Document segment>
Berths? Cabopino, Fuengirola 

More thoughts later


----------



## donqzen (Jan 24, 2010)

*Thanks, Steve*

Have Pasted your list into my laptop Word doc - right next to the Top Ten List from the lonely planet guide to Andalucia, so I'll be taking it with me. I actually only today decided that I'd spend my last (2) days @ a hotel on the beach right in Malaga so that 1.) I can return my rental car the night b4 I leave - sparing me the rush to get from car place to airport boarding place, and 2.) I can just enjoy / get to know the first place on your list a little. Muchas gracias!


SteveHall said:


> Granada
> Málaga
> Córdoba
> Ronda
> ...


----------



## Pesky Wesky (May 10, 2009)

The Alhambra, Granada,
Ronda,
Sierra Nevada,
Tarifa (windsurfing)

And personally I'd give Marbella city a wide berth. Yachts, golf courses and medallion man 
There must be loads of little villages off the beaten track that are worth wandering around, but I haven't been in that area a lot.

Set exercise 1>
Find each line in the records below that contains the word "photo", and copy those lines.

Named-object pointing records
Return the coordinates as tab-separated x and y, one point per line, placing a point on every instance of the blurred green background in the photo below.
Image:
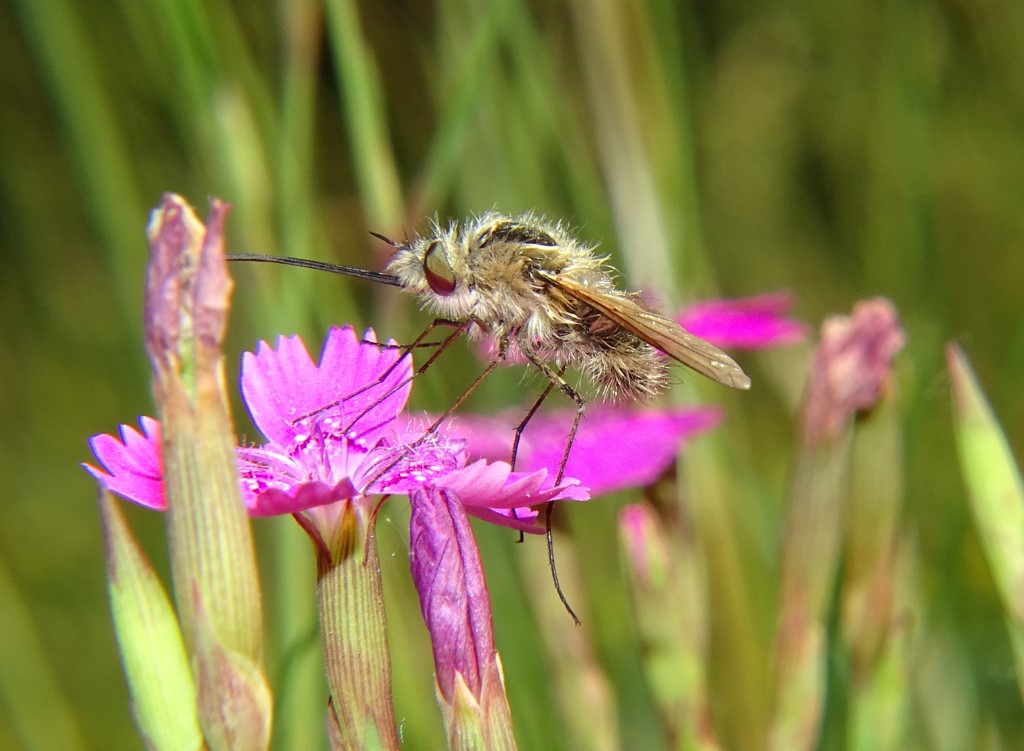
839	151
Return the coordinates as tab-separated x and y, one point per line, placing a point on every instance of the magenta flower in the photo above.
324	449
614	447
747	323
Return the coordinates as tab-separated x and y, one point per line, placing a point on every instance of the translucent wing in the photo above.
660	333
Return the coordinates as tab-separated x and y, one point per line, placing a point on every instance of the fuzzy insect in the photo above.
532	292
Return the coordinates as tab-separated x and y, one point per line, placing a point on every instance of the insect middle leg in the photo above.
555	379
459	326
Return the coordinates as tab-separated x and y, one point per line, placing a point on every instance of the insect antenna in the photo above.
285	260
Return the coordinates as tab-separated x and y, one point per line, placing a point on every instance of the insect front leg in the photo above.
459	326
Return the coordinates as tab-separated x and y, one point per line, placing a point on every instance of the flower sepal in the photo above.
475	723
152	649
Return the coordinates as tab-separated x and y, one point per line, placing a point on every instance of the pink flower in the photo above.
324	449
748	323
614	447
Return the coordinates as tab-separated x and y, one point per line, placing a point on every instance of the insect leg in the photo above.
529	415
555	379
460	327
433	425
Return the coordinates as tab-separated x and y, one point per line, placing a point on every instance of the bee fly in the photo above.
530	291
* * *
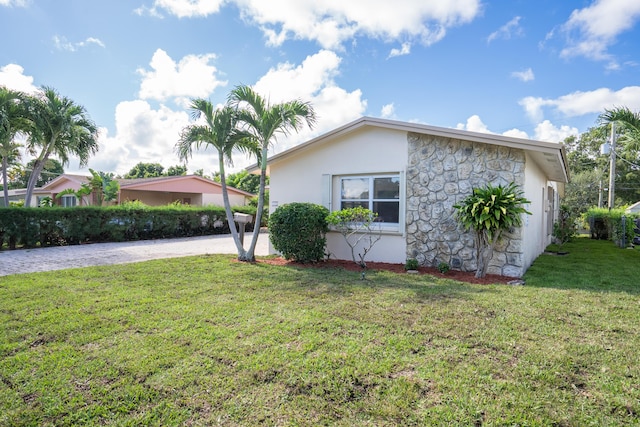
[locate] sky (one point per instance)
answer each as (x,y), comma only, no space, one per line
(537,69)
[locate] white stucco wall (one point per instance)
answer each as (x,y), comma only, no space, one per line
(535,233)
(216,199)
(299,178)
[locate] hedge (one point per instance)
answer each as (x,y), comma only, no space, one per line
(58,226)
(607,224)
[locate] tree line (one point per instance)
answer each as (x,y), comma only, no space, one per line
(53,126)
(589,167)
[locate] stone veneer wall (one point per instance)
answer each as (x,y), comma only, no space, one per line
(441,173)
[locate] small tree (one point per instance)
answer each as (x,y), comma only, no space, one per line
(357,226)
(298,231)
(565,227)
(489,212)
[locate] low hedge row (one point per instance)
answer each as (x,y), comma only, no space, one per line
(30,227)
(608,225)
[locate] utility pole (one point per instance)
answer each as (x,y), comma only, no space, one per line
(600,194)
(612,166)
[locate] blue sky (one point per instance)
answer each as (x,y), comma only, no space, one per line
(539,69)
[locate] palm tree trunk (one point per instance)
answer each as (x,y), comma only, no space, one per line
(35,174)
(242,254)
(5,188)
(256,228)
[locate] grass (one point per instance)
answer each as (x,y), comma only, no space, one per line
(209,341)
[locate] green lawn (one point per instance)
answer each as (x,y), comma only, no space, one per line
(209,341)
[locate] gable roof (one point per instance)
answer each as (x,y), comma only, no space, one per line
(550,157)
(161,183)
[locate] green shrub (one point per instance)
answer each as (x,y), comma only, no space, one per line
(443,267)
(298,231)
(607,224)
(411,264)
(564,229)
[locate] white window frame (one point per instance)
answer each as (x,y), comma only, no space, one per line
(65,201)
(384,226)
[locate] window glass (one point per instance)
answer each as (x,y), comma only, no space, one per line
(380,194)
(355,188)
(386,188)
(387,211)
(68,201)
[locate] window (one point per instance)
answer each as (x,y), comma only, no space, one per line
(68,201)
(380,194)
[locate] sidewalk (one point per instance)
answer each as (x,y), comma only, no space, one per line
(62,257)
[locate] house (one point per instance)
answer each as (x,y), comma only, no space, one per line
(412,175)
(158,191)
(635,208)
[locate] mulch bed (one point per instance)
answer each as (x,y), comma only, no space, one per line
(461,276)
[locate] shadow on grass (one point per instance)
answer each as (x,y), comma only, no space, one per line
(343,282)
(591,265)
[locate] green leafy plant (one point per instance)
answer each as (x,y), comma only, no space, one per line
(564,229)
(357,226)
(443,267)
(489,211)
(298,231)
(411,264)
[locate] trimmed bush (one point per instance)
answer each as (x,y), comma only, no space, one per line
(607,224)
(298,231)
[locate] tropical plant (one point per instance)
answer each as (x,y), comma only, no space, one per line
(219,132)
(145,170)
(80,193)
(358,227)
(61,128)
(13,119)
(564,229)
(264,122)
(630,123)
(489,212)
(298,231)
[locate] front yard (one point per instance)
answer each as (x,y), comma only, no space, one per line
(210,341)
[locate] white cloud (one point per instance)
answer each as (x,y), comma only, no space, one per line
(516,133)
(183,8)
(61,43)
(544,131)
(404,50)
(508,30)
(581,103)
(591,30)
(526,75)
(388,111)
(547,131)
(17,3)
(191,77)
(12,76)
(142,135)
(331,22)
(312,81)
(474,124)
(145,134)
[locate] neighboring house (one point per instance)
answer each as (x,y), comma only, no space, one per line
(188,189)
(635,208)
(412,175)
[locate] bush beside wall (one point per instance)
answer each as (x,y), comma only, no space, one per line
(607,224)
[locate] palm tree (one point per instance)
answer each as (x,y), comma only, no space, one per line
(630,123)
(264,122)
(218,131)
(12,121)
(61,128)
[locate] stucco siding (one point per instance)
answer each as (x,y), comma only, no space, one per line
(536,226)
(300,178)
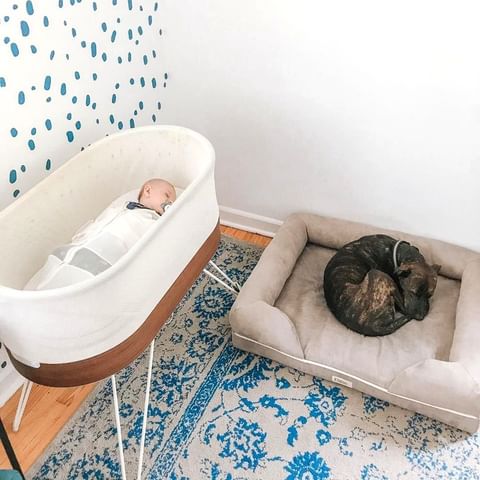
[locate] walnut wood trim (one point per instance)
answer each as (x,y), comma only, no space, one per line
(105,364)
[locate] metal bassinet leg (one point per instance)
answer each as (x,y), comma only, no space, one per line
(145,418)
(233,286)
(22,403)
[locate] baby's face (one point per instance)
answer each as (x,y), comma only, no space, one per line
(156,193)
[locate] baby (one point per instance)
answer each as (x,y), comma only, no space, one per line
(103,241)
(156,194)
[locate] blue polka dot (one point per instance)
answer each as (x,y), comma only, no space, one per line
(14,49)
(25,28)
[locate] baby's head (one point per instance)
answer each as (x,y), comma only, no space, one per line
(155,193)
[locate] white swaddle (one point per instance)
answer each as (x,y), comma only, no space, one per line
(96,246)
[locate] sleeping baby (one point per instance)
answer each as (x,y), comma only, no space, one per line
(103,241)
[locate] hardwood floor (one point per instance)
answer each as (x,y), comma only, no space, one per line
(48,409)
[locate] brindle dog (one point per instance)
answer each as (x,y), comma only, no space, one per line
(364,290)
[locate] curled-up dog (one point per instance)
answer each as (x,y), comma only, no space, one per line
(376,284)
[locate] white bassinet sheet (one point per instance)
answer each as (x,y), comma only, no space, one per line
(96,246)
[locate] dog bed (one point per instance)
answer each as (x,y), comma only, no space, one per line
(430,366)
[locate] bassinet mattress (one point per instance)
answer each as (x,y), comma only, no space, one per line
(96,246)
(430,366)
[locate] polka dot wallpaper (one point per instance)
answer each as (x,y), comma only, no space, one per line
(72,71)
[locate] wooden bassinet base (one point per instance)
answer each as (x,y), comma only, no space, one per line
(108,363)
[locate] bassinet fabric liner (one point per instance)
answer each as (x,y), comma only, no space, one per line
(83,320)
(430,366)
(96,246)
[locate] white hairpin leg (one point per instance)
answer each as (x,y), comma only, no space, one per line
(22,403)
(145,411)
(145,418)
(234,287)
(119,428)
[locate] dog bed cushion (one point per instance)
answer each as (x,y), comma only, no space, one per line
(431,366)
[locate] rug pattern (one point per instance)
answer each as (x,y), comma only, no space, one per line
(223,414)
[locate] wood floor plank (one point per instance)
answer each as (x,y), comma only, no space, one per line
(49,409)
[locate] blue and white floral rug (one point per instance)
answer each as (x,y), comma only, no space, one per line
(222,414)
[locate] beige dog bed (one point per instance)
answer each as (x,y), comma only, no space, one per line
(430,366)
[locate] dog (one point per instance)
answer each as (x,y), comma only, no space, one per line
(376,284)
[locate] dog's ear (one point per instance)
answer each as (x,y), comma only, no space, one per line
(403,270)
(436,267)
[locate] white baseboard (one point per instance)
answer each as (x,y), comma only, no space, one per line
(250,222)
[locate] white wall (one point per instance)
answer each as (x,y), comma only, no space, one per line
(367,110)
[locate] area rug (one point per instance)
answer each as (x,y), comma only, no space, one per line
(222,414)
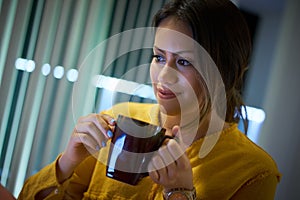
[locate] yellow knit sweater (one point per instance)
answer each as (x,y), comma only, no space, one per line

Set exercise 2>
In the forum thread about traveling in Andalucia, above, begin at the words "And personally I'd" and stop after "area a lot.", setting down that passage word for word.

Exercise output 1>
Return the coordinates as tab-separated x and y, one point per line, placing a point on every instance of the blurred green background in the photo below.
Return the coordinates as tab-separated x and y, one point per line, placing a point on every instance of the magenta flower in the photo above.
Return the coordinates as tab-separated x and y, one point per line, placing a point on every instance of the translucent wing in the photo above.
Return the coordinates as tab-separated x and y, one point per line, placing a point on every instance of the fuzzy insect in the photo above.
Return the coordinates as tab-separated x and y, one point per line, placing a point on every instance of the insect middle leg in the photo above.
Return the coordinates as tab-separated x and y, one point per line, placing a point on every instance of the insect antenna in the photo above.
Return the coordinates as tab-separated x and y, one point per line, placing a point on every instance of the insect front leg in the photo above.
Return the coordinates as tab-separated x and y, one point per line, placing a point on every instance of the flower sepal in the photo above.
Return the coordinates as tab-separated x and y, one point per line, placing a point on every instance of the pink flower in the photo above.
Return the coordinates as tab-separated x and y, one point per line, placing a point on every instance of the insect leg in the photo above.
Return the coordinates as tab-separated x and y, one point per line, placing a point on every instance of the bee fly in the photo above.

Exercise output 2>
And personally I'd give Marbella city a wide berth. Yachts, golf courses and medallion man 
There must be loads of little villages off the beaten track that are worth wandering around, but I haven't been in that area a lot.